_What you should do_. Rewrite every line of the records from the line containing "Consider the photo above. For every instance of the white-walled" through the end of the records, both ends included, keeping the requests unchanged. Multiply each coordinate in the answers by 1.9 and round to a whole number, rounding halves up.

_Records for the exercise_.
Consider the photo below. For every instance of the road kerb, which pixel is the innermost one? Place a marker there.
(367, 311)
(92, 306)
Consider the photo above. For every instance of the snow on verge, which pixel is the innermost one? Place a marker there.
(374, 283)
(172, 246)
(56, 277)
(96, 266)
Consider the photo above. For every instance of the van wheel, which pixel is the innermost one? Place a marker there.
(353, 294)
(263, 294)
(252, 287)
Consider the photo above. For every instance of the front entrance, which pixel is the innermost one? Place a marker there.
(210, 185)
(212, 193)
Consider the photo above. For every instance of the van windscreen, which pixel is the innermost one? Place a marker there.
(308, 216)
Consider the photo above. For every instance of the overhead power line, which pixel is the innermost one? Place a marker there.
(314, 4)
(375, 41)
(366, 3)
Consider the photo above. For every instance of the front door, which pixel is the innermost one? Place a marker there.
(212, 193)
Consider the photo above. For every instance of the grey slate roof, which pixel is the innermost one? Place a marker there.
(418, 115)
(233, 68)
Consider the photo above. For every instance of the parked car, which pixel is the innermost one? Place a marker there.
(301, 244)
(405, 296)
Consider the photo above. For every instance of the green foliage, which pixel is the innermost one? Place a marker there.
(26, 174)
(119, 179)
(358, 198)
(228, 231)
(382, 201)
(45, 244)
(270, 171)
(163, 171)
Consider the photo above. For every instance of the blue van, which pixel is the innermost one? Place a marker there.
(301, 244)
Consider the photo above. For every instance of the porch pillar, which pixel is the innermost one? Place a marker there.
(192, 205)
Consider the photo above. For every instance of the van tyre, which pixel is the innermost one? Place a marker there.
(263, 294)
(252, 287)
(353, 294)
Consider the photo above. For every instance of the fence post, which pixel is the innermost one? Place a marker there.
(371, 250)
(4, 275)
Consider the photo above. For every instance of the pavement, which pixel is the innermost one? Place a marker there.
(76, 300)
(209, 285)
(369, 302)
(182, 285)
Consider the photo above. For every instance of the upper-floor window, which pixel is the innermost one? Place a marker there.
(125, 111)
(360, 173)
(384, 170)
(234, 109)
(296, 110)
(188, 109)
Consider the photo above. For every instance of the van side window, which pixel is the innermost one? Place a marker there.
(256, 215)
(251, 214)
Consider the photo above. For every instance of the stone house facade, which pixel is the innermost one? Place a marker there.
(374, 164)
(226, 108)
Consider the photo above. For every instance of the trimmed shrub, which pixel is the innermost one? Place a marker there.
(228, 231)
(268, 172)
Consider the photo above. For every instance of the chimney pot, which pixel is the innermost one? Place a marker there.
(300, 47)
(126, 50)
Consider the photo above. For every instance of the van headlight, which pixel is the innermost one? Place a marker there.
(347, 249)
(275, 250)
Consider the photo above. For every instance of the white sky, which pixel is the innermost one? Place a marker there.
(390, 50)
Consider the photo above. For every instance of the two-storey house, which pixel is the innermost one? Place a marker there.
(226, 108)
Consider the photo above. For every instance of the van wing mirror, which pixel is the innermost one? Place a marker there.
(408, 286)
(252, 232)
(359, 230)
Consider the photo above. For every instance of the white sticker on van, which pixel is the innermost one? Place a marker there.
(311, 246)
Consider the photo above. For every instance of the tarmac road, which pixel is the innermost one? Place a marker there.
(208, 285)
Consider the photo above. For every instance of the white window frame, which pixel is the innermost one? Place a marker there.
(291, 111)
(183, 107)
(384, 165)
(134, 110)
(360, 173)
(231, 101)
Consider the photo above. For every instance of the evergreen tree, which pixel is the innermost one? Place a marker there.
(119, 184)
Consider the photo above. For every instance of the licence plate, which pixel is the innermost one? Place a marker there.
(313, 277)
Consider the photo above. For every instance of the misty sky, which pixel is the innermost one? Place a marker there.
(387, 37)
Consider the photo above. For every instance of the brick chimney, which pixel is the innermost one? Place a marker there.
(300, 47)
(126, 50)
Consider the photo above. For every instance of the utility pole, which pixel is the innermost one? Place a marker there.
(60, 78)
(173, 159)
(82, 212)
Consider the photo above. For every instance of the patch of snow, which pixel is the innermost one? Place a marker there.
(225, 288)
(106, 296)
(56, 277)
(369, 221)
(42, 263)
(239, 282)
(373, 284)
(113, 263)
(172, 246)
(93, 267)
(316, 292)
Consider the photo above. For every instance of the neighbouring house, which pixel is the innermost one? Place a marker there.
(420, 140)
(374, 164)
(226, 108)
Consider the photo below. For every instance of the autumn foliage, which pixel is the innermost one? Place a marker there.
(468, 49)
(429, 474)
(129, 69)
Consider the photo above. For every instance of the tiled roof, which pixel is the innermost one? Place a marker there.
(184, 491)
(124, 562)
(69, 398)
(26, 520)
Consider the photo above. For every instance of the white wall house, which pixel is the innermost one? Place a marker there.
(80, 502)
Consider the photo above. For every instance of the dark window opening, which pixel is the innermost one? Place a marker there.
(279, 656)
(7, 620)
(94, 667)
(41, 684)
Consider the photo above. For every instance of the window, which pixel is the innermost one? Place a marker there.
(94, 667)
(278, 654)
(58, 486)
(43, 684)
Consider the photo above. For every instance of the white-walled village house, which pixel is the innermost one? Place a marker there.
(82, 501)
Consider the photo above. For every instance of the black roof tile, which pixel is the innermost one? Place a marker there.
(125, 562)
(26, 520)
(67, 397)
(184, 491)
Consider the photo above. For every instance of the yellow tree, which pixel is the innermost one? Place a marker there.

_Complete response_.
Consider the photo above. For every instance of the white-walled village house, which pixel is the innermost one? Place a marker there.
(156, 952)
Consider the photo above. For every instance of the black roof tile, which pixel is the innermost one? Place a marker there.
(238, 1068)
(49, 988)
(127, 754)
(350, 933)
Consider the photo above. For every instance of the yellow tree, which pixel is the innermost one? Place a marker there.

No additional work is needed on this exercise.